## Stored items
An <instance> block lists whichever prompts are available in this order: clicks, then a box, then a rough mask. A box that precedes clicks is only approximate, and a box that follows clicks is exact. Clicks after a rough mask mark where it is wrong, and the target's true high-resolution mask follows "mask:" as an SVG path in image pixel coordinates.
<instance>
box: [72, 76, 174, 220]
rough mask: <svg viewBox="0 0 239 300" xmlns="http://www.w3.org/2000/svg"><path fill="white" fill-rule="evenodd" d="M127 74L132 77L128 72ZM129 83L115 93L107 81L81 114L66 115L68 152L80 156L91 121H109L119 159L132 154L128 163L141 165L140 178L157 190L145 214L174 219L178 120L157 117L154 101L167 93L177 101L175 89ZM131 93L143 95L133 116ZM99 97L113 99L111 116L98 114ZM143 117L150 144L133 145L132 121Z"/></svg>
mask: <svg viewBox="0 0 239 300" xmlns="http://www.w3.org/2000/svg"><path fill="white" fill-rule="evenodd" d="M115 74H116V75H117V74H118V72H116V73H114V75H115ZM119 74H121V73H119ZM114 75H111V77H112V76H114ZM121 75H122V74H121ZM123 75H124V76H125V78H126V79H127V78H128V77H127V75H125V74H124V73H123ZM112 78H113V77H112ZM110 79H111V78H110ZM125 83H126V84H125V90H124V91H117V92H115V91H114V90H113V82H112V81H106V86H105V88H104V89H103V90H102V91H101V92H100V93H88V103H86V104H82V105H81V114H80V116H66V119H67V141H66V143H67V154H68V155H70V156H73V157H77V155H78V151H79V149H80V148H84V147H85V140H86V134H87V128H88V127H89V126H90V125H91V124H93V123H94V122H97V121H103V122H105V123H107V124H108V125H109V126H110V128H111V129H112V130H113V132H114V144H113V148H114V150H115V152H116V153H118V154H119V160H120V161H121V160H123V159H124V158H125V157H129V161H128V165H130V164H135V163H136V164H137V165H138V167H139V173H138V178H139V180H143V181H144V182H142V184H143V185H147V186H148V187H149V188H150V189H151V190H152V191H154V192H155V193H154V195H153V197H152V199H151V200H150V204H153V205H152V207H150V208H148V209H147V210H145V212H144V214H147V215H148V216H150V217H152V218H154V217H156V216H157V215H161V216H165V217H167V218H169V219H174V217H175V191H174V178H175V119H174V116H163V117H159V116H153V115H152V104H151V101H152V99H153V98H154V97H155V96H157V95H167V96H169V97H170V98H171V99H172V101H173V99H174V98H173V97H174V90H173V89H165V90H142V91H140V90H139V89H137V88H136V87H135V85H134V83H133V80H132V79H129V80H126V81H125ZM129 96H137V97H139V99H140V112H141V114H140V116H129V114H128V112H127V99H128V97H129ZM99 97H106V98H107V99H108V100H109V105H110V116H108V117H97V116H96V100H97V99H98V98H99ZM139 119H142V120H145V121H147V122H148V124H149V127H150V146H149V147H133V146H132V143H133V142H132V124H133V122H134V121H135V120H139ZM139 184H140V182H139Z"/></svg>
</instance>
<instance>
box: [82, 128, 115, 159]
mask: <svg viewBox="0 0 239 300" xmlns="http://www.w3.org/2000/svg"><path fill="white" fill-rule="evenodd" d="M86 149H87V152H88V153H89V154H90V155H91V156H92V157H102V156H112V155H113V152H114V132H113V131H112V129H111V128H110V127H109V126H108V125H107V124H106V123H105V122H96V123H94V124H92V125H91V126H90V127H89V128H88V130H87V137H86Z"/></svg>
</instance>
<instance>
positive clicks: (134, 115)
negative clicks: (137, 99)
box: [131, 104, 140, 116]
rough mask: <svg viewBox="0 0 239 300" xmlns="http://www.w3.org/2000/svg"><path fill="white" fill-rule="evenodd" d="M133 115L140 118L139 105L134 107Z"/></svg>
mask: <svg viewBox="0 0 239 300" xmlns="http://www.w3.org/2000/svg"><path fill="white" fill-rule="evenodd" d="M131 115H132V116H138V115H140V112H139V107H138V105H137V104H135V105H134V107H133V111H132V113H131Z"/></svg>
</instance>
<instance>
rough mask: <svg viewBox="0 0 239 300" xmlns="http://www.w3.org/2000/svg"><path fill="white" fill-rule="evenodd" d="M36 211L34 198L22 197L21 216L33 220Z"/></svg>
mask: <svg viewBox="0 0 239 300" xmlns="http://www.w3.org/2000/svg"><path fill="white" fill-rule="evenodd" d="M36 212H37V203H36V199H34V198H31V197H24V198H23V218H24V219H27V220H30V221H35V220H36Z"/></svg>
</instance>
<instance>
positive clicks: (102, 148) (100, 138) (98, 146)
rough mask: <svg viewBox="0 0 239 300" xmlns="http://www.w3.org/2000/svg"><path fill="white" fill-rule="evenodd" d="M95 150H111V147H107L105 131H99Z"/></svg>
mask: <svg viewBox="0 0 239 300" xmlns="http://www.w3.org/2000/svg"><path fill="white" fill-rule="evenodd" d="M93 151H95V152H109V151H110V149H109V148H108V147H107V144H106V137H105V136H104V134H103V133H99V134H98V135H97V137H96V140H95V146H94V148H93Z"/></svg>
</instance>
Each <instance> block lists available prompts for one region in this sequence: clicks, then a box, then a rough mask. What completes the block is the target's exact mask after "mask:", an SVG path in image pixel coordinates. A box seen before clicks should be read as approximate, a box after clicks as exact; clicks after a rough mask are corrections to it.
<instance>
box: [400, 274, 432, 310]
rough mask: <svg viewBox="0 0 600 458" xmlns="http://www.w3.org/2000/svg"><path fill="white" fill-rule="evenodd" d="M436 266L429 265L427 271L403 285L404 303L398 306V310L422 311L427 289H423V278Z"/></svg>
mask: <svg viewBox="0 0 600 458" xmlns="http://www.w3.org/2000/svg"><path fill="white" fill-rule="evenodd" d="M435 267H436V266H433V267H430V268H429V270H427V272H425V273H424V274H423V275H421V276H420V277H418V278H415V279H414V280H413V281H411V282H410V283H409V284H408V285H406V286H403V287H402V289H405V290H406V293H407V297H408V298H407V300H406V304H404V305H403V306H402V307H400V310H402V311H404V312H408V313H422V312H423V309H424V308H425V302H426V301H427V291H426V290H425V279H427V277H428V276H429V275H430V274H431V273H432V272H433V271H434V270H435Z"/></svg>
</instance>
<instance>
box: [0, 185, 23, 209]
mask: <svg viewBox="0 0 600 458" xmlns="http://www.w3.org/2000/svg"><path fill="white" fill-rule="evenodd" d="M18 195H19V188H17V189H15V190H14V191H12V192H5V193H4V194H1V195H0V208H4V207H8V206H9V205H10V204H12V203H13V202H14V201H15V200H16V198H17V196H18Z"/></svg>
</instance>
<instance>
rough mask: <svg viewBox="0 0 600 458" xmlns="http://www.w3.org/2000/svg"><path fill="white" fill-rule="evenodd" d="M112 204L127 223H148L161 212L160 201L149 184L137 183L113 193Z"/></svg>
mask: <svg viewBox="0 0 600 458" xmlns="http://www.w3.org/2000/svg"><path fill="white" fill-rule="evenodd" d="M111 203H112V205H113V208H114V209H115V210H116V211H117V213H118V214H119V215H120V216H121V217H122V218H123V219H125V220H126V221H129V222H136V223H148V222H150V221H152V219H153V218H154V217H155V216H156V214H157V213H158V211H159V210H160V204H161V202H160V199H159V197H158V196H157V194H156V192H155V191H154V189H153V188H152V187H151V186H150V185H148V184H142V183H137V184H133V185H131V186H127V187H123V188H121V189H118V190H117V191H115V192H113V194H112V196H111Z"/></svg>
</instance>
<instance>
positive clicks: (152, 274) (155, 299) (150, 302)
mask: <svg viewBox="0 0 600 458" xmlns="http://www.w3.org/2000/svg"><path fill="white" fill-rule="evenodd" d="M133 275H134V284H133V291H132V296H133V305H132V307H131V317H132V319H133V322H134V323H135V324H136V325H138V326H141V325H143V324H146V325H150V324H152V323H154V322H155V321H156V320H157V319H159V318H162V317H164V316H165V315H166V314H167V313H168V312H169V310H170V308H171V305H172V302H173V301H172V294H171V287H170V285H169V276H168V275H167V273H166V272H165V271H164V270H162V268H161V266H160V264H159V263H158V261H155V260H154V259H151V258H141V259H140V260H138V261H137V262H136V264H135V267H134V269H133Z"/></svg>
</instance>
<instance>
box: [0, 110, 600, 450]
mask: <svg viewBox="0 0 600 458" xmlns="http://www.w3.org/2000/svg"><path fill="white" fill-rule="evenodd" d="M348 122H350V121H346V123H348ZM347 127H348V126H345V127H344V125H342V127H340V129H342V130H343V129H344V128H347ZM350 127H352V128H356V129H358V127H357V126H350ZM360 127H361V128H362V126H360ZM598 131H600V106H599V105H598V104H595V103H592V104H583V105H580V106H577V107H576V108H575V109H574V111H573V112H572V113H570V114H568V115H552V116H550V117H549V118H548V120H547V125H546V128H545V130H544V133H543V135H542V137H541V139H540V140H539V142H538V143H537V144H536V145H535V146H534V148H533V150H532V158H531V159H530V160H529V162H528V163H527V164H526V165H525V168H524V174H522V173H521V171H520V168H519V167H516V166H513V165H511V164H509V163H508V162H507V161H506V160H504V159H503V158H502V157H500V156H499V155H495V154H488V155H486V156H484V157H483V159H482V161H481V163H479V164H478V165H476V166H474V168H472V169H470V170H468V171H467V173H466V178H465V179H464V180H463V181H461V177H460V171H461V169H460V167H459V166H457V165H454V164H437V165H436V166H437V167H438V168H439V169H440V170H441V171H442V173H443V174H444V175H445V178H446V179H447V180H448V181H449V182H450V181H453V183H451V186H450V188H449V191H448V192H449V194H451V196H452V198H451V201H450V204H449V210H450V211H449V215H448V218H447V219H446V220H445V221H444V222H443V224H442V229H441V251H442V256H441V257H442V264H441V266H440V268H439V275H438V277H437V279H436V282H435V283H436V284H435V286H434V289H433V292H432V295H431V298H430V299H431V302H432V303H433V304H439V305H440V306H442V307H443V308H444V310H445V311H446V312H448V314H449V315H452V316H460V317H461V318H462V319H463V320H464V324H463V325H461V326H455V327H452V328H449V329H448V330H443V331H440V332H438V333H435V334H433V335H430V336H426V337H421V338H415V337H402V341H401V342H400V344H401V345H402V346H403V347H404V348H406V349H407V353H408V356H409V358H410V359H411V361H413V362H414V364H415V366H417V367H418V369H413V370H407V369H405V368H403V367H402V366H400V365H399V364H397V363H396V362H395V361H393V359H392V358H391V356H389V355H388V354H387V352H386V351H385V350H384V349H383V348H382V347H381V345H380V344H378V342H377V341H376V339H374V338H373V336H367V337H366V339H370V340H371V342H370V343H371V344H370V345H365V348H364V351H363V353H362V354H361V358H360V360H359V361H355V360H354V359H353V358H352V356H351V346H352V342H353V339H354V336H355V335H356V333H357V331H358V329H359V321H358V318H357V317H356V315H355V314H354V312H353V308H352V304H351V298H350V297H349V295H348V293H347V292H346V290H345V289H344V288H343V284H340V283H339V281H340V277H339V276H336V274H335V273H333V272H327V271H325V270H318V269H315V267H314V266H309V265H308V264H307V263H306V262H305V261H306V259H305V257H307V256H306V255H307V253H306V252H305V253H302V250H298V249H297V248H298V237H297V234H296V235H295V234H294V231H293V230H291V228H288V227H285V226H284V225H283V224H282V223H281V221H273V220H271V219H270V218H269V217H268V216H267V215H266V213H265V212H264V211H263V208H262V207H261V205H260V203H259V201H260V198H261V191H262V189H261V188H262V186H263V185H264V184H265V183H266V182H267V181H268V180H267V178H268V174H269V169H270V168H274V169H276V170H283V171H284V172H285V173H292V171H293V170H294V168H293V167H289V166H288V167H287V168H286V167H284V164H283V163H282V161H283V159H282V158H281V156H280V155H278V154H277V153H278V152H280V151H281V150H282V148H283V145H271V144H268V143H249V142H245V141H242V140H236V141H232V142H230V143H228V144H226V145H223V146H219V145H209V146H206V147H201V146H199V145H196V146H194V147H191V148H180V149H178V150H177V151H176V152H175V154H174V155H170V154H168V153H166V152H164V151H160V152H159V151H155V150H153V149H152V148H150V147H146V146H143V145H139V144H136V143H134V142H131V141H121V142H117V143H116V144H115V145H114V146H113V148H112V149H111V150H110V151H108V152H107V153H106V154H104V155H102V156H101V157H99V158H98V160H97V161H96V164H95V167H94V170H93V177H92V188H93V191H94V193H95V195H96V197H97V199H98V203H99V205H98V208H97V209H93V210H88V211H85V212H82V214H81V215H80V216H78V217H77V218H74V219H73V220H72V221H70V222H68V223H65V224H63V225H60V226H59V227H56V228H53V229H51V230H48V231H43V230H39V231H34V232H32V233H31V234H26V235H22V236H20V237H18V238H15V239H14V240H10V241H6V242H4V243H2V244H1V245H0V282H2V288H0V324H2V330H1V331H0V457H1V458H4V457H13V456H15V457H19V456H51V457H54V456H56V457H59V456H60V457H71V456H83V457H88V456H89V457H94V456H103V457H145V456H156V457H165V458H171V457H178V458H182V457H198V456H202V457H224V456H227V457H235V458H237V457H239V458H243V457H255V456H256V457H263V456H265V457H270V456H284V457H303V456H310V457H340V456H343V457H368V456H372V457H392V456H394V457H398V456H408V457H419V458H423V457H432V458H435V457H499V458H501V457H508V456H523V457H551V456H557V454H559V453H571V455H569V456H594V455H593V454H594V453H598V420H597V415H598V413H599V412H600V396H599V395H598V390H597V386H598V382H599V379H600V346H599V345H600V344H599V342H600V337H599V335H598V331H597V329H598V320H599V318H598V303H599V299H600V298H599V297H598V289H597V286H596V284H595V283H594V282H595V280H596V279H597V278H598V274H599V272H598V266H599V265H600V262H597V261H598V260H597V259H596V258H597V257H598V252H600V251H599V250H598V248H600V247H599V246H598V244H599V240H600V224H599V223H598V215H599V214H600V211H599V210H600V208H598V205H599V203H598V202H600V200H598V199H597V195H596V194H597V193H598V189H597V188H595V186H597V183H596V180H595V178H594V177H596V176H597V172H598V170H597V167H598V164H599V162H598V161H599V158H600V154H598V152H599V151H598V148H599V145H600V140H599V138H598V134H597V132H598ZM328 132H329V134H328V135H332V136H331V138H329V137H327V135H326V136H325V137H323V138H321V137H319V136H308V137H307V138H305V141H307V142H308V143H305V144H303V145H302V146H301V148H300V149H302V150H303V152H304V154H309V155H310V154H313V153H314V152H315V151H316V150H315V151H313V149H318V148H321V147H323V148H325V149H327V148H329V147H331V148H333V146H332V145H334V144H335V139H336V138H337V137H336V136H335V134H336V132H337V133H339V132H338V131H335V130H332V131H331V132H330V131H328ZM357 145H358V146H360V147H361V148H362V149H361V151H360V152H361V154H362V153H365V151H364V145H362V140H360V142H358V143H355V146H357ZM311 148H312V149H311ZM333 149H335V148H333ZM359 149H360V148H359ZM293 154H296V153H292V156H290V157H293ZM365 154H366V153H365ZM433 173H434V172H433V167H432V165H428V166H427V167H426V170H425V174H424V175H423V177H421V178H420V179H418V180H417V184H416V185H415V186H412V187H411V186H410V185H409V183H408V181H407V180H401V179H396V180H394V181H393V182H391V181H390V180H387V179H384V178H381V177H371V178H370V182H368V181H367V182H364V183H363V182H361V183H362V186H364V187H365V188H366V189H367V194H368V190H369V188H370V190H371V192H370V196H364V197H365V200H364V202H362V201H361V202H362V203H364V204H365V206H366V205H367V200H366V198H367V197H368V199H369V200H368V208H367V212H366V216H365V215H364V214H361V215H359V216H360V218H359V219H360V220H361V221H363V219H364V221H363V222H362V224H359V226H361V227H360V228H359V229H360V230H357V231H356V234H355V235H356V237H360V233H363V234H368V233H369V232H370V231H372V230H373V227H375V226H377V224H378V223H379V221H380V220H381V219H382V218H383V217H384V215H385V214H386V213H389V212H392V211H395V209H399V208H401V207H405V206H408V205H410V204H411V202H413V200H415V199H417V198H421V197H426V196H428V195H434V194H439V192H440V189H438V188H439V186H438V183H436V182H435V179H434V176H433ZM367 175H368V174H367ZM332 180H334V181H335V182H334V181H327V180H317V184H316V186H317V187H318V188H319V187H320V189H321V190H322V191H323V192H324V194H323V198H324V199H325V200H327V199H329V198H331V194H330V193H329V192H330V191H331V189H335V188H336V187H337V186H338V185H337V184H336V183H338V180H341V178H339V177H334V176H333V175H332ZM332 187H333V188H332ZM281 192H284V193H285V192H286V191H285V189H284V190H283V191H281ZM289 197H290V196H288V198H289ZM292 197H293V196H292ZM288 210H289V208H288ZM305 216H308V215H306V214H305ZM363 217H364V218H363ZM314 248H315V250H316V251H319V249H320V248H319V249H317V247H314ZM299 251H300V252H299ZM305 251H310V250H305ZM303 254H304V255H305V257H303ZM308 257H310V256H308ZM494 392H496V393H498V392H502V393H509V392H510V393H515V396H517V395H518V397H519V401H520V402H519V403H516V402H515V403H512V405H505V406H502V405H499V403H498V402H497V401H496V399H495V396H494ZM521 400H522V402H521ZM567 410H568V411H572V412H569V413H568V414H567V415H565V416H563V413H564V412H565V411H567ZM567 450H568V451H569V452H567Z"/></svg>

## EXERCISE DIRECTIONS
Gather every line of the records above that contains the string "coordinates", matching case exactly.

## ANSWER BOX
An <instance> block lists whichever prompts are available in this order: clicks, then a box, then a rough mask. A box that precedes clicks is only approximate, and a box that follows clicks is exact. Clicks after a rough mask mark where it is wrong, and the target's true high-resolution mask follows "mask:" as an SVG path in image pixel coordinates.
Each <instance> block lists available prompts for one region in this sequence: clicks, then a box, then a rough mask. What completes the block is the target's exact mask after "mask:", an SVG path in image pixel coordinates. A box seen before clicks should be read as approximate, a box after clicks as exact; clicks after a rough mask are corrections to it.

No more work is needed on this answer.